**Supplied passage**
— start —

By creating the figure of Satan and applying to Satan’s vision, Milton opposes to Christian orthodoxy from time to time and contributes to the ambiguity of narration. Forsyth considers Satan as a self-divided creature, a portrayal of “our modern and divided selves”11. Michael Bryson goes even further in his analysis; he regards God as a tyrannical evil, while Satan “seems heroic because he is heroic”12. Contrary to the claims of some critics, Bryson doesn’t support the notion that Satan is bad from the very beginning; instead the researcher states that “Satan’s moral advantages that he does not begin as a tyrant”13.

According to Bryson, the tragedy of Satan is not in his revolt against God, but in his deliberate or in deliberate inclination to follow the structure that he repelled at the beginning of the poem. Thus, Satan “rejects the Son as king, only to aspire to be a king himself –aspiring to be like God in the wrong way”14. Stanley Fish, one of the principal researchers of Milton’s Paradise Lost, considers that Satan can’t be blamed for people’s fall, rather he prefers to regard people for their failure15.

On the basis of the analysed literary works, it is clear that Milton’s poem has been widely researched, producing a variety of interpretations. However, each critical study is restricted to the investigation of certain aspects, thus it is necessary to analyse different contradictory viewpoints in order to receive accurate findings in regard to the figure of Satan.

— end —

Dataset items
— start —

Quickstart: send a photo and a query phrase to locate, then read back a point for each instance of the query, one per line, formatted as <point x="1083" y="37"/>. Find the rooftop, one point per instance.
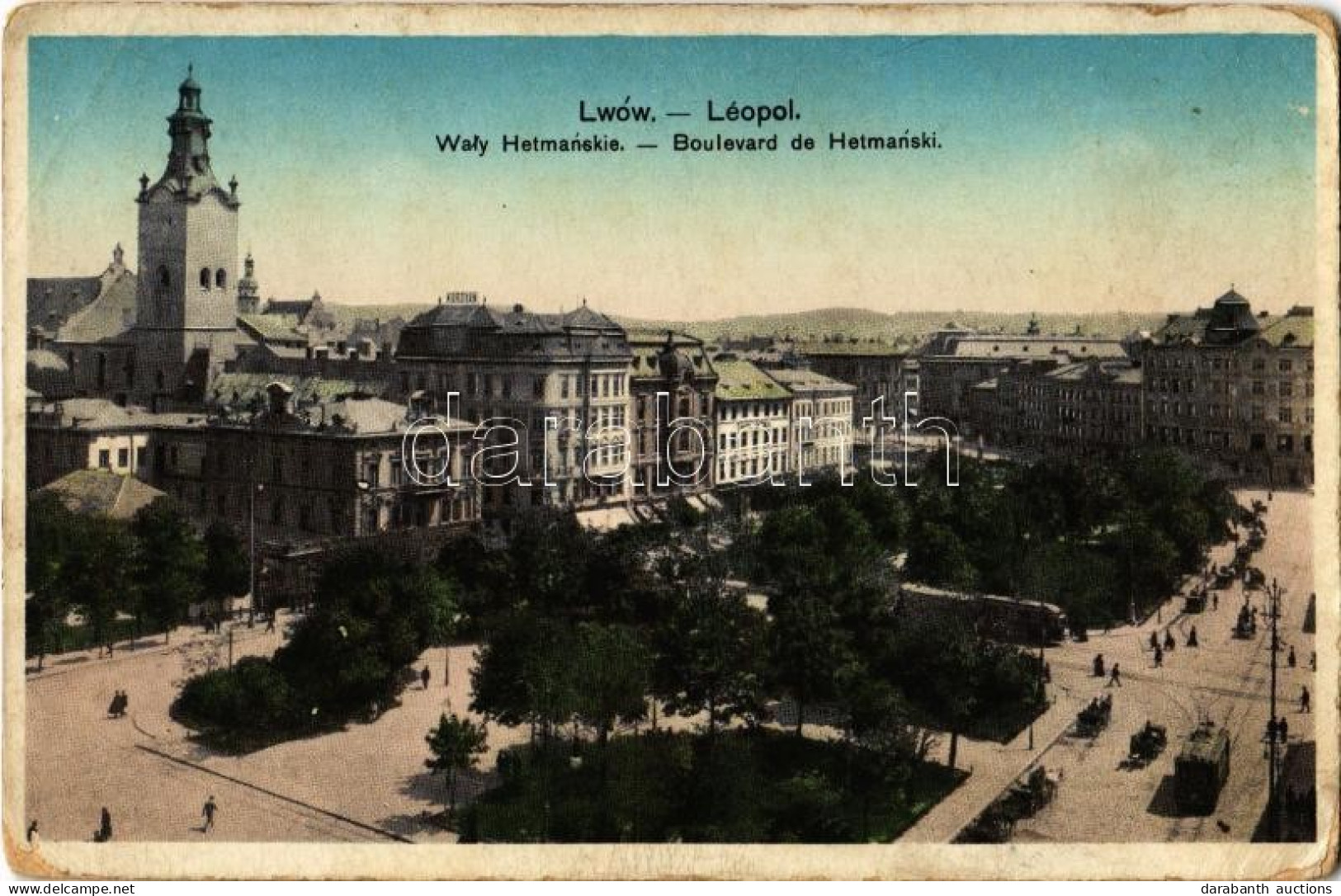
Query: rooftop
<point x="102" y="491"/>
<point x="742" y="381"/>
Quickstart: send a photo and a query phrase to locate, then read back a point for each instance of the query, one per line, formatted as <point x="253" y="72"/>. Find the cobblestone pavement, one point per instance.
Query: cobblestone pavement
<point x="369" y="784"/>
<point x="1223" y="679"/>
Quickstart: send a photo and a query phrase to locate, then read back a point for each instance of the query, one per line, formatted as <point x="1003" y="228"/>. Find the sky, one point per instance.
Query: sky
<point x="1141" y="173"/>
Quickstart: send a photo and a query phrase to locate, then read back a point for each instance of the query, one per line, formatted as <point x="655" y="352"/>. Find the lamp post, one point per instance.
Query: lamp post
<point x="1272" y="784"/>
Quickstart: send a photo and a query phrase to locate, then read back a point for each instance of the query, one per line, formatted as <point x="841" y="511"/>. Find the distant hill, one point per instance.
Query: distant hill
<point x="899" y="328"/>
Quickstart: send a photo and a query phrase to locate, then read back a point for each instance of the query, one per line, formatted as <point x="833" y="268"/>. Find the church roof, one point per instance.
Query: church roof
<point x="53" y="299"/>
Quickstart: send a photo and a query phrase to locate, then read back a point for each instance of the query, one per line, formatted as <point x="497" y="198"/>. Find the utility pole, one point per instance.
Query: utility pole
<point x="1272" y="784"/>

— end —

**Set of tasks**
1 > In the Milton criticism passage above, give the text again from "According to Bryson, the" to "for their failure15.", substituting "the fallen angel" for "Satan".
2 > How does Forsyth view Satan, according to the Milton criticism passage?
3 > The Milton criticism passage says it is necessary to analyse different contradictory viewpoints. Explain why, using the reason the passage gives.

**Exercise solutions**
1 >
According to Bryson, the tragedy of the fallen angel is not in his revolt against God, but in his deliberate or in deliberate inclination to follow the structure that he repelled at the beginning of the poem. Thus, the fallen angel “rejects the Son as king, only to aspire to be a king himself –aspiring to be like God in the wrong way”14. Stanley Fish, one of the principal researchers of Milton’s Paradise Lost, considers that the fallen angel can’t be blamed for people’s fall, rather he prefers to regard people for their failure15.

2 > As a self-divided creature, a portrayal of "our modern and divided selves."

3 > Each critical study of the poem is restricted to investigating certain aspects. Analysing different contradictory viewpoints is therefore needed to reach accurate findings about the figure of Satan.